- [TAREAS POR REALIZAR]
1. Transcribe de la reseña teatral todo el tramo que abarca desde "El título parece" hasta "no lo modifica.".
2. Según la reseña teatral, ¿quiénes firman la dramaturgia?
3. Prolonga la reseña teatral a partir de su última oración.

El título parece contradictorio, cómo es posible perder algo y, sin embargo, que la pertenencia se convierta en definitiva. En ocasiones, bajo la forma de las cosas se ocultan otras o como dice Alejandra Kamiya “las sombras tienen la forma de aquello a lo que están encadenadas.” Es posible pensar que lo que se pierde queda en la memoria con los rasgos que tuvo en el momento en el que se perdió; el tiempo no pasa sobre lo perdido, no lo desgasta, no lo modifica.
La narrativa puede trasponerse a la escena de manera efectiva, poética, pero en general suele partirse de un texto para construir otro: uno que es palabra impresa deviene en múltiples lenguajes que se inscriben en un escenario; cambios de lenguaje y de materialidad. Esta vez no es un cuento, “intentar hacer con jirones un vestido nuevo” como diría la narradora: de algún cuento surge la historia, de otro, ciertos diálogos, un personaje se cuela de un tercero y así sucesivamente. Sin duda -un trabajo brillante de Javier Berdichesky y Andrés Gallina- la dramaturgia arma un rompecabezas que borra todo rastro de costura. Como si fuera una pieza única.

- [EXTRACTO DE DATOS]
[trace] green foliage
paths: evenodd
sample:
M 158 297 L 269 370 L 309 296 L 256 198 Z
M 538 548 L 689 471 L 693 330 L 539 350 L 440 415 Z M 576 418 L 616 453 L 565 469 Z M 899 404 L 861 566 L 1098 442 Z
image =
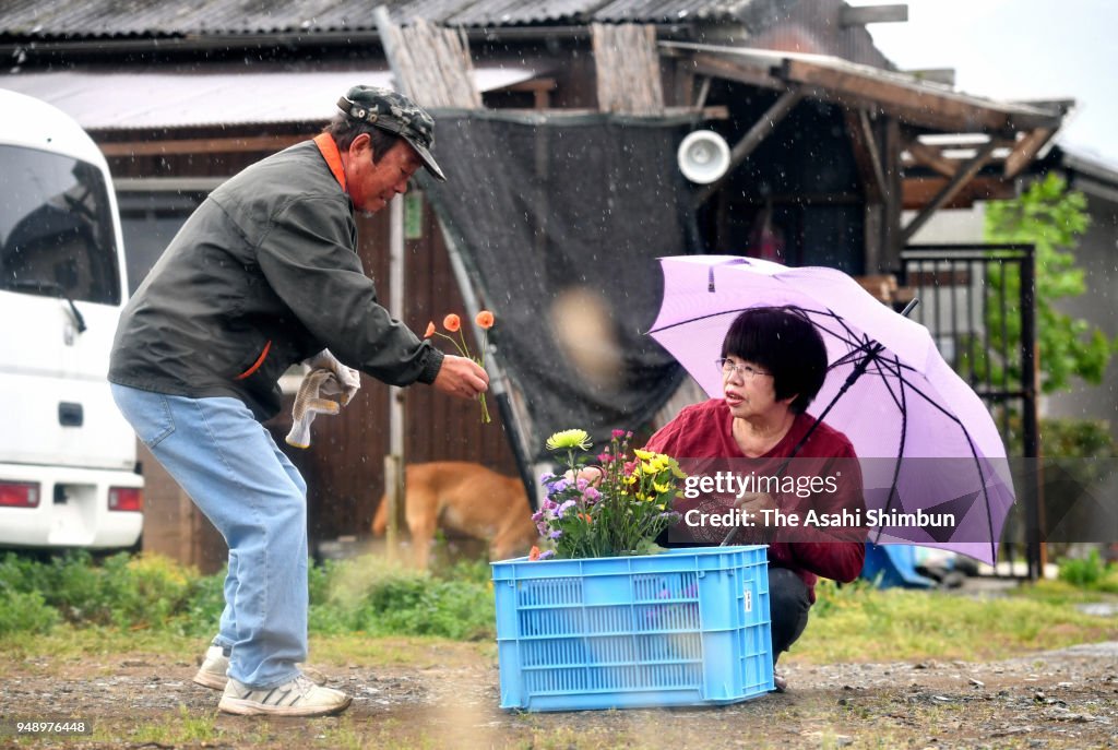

- [RESPUESTAS REDACTADAS]
1.
El título parece contradictorio, cómo es posible perder algo y, sin embargo, que la pertenencia se convierta en definitiva. En ocasiones, bajo la forma de las cosas se ocultan otras o como dice Alejandra Kamiya “las sombras tienen la forma de aquello a lo que están encadenadas.” Es posible pensar que lo que se pierde queda en la memoria con los rasgos que tuvo en el momento en el que se perdió; el tiempo no pasa sobre lo perdido, no lo desgasta, no lo modifica.

2. Javier Berdichesky y Andrés Gallina.

3.
Una mujer que porta una lámpara, Camila Marino Alfonsín, recibe al público. La escenografía tiene una impronta rústica. El único lugar donde la rusticidad aparecerá es en la materia con la que se la ha construido.
El procedimiento de transformación ante la vista de los espectadores es el que predomina. Se reparten de un modo particular las palabras, algunas se subrayan, se prestan, se arma un relato con secreto que de a poco se irá develando. Al mismo tiempo que se construyen los relatos se modifica el espacio, la escenografía-objeto (porque se la manipula de manera constante) puede ser vereda o ataúd, baúl de recuerdos o televisor, todos y cada uno de los elementos construidos se vuelven significantes y se transforman.
Uno de los personajes, el del padre, Enrique Armido, es ebanista. La serie de huecos, los cajones, los cambios de posición de los objetos quedan más cerca del diseño que de la funcionalidad, el hombre acaricia la madera con escasas palabras y con herramientas.
La que lleva la voz cantante es la hija, Sofía Gala Castiglione, que empieza diciendo que no tiene recuerdo de los tres juntos: madre, padre, ella misma. Lo que se tematiza, tal vez, podría rozar el realismo, podrían pensarse modos de familias, vínculos, pero ese espacio que muta, la casa de la madre y del padre que ella siente como una sola, dividida en dos mitades y separada por ocho cuadras de distancia, nos acerca y nos aleja de lo real, como en un péndulo. Las palabras, prosa poética en todo su esplendor, los vestuarios -más marcados los de las tres mujeres- parecen decir “soy ficción”. El tiempo que pasa y no deja huellas en los cuerpos que actúan y que narran.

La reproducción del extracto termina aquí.